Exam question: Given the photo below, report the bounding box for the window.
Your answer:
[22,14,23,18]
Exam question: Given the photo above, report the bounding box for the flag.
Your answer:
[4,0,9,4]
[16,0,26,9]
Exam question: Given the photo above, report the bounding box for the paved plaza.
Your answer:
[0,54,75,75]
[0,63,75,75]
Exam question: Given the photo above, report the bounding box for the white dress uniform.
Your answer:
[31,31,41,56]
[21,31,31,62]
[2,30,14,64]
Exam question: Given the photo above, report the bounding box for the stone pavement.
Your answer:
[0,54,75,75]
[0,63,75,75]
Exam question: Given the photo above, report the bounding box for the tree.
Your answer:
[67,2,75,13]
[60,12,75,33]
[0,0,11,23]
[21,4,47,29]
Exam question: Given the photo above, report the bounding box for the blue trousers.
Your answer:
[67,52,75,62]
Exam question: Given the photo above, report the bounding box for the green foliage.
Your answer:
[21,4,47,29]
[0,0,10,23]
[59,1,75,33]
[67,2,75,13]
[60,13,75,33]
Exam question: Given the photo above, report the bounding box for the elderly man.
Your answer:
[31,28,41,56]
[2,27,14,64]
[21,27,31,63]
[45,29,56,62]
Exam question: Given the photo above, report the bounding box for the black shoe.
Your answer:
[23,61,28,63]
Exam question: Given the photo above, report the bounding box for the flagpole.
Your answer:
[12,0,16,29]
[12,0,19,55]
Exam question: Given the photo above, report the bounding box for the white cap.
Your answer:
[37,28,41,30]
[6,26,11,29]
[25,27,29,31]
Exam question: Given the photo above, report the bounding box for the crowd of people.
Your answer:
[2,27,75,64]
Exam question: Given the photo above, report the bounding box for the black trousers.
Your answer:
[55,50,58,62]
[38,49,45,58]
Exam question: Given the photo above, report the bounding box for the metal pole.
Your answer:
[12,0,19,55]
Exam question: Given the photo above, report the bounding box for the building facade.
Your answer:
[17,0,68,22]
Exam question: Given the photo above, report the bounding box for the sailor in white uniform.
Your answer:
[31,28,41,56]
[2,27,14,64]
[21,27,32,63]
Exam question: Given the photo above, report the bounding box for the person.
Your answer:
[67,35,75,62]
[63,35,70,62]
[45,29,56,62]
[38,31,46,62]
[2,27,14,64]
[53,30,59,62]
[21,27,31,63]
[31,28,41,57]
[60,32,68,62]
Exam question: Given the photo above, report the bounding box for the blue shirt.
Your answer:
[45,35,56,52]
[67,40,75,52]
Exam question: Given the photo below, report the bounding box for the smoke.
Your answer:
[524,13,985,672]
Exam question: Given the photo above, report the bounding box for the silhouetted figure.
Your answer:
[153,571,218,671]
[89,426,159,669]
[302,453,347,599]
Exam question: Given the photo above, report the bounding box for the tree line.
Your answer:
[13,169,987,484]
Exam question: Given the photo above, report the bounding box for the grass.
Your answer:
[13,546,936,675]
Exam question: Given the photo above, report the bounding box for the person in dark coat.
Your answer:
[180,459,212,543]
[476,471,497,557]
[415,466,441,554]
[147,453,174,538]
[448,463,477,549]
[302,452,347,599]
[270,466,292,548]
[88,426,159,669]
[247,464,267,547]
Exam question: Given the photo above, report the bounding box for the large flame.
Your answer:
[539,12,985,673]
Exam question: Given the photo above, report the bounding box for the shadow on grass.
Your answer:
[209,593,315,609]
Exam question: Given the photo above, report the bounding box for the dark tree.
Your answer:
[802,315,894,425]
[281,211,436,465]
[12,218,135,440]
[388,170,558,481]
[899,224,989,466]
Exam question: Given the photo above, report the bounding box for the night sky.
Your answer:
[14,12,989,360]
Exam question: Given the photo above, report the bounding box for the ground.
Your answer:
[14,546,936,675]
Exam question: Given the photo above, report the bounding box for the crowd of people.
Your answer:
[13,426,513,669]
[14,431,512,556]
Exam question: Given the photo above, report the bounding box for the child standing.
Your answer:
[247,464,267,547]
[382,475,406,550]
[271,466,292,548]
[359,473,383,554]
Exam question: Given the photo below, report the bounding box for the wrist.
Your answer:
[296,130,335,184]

---

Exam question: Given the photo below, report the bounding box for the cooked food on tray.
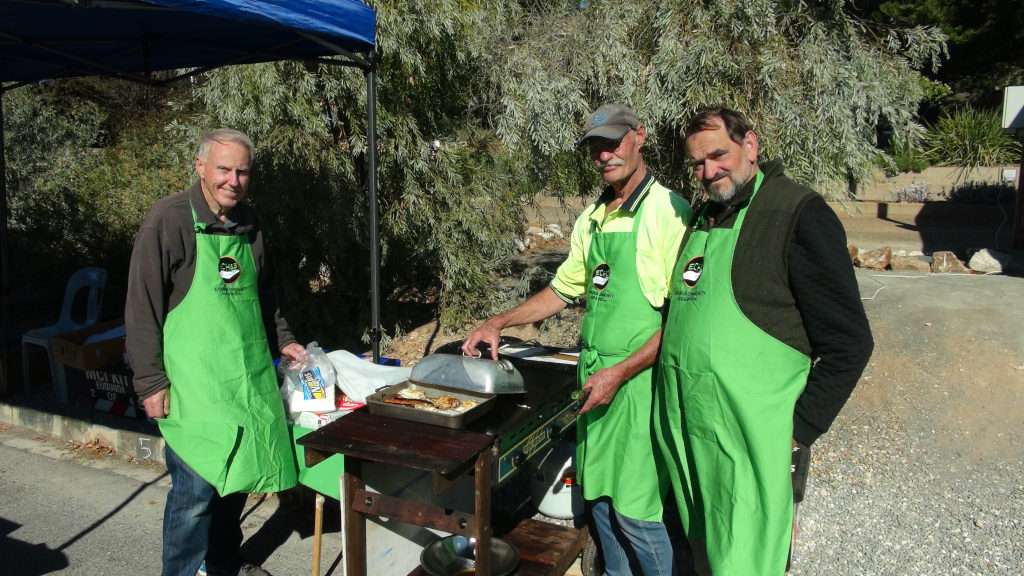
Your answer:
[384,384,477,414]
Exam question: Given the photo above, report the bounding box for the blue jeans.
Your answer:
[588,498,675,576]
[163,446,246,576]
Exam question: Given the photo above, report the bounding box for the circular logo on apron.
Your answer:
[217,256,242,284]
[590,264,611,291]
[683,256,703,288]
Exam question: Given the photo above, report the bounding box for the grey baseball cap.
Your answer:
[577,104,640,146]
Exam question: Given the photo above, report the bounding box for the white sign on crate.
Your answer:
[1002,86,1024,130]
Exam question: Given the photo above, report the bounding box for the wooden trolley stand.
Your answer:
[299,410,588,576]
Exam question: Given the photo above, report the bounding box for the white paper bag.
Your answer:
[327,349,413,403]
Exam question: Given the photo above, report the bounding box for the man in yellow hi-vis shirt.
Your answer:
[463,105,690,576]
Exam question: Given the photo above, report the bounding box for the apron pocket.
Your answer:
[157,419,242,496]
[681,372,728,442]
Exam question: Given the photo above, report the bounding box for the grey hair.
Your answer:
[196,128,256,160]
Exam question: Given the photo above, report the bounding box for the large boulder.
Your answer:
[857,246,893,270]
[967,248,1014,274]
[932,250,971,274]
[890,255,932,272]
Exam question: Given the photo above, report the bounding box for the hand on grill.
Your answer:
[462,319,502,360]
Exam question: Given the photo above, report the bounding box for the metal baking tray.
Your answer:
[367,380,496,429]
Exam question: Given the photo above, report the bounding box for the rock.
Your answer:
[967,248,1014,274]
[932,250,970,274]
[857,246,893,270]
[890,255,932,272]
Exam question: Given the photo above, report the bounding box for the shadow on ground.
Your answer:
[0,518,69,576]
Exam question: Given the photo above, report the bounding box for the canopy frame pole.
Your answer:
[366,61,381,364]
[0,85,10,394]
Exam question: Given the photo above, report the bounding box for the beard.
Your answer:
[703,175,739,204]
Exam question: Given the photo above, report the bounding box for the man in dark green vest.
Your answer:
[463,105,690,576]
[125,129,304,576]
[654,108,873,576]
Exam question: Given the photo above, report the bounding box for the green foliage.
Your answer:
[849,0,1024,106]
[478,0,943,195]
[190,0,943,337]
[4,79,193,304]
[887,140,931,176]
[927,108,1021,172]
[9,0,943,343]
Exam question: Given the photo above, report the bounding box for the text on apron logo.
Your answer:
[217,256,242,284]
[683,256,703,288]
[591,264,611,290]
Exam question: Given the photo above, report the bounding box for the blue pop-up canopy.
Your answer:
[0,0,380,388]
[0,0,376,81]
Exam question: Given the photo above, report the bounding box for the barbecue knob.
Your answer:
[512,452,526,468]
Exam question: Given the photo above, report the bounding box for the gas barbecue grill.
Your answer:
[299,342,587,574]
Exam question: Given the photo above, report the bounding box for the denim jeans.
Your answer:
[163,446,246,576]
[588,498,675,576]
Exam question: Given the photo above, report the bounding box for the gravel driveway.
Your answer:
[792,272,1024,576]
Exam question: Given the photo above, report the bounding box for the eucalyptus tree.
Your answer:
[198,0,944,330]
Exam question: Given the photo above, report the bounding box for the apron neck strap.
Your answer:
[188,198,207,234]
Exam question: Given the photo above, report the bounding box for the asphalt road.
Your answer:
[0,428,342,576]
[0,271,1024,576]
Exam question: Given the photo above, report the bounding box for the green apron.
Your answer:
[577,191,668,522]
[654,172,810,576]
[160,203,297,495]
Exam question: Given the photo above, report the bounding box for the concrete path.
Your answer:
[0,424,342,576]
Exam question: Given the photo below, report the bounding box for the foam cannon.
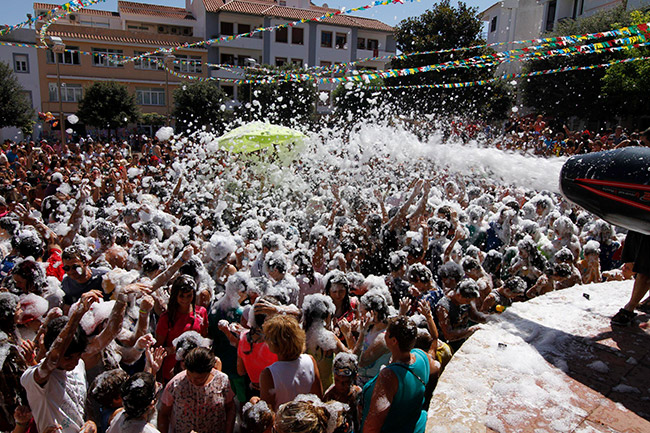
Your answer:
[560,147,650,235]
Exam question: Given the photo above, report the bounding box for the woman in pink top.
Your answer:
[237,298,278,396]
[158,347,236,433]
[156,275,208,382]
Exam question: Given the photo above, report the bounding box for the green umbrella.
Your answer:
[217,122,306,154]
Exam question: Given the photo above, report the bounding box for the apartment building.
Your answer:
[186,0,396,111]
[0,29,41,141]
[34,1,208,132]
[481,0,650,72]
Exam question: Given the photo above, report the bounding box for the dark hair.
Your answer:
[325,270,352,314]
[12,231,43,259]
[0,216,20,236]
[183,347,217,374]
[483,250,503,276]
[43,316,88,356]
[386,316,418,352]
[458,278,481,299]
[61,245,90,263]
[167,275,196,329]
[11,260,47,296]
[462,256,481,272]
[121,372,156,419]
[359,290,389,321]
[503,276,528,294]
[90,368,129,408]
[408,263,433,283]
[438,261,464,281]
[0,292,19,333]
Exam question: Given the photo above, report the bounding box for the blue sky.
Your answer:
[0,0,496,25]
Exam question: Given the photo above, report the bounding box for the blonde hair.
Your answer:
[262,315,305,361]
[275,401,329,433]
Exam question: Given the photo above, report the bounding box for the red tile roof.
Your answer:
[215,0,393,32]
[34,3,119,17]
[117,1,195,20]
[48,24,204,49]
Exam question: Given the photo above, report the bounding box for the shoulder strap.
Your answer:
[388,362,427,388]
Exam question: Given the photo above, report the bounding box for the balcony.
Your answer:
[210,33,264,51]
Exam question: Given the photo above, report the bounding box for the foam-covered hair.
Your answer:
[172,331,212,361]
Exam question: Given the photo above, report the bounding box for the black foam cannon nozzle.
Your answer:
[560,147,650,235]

▶ [Exercise task] Pull out every line of the items above that contains the word "ground", and copy each one in full.

▶ [Output]
Exam question: Given the photo above, report the bounding box for the ground.
Exam question: Given the photo above, report the bounding box for the shadow on ground.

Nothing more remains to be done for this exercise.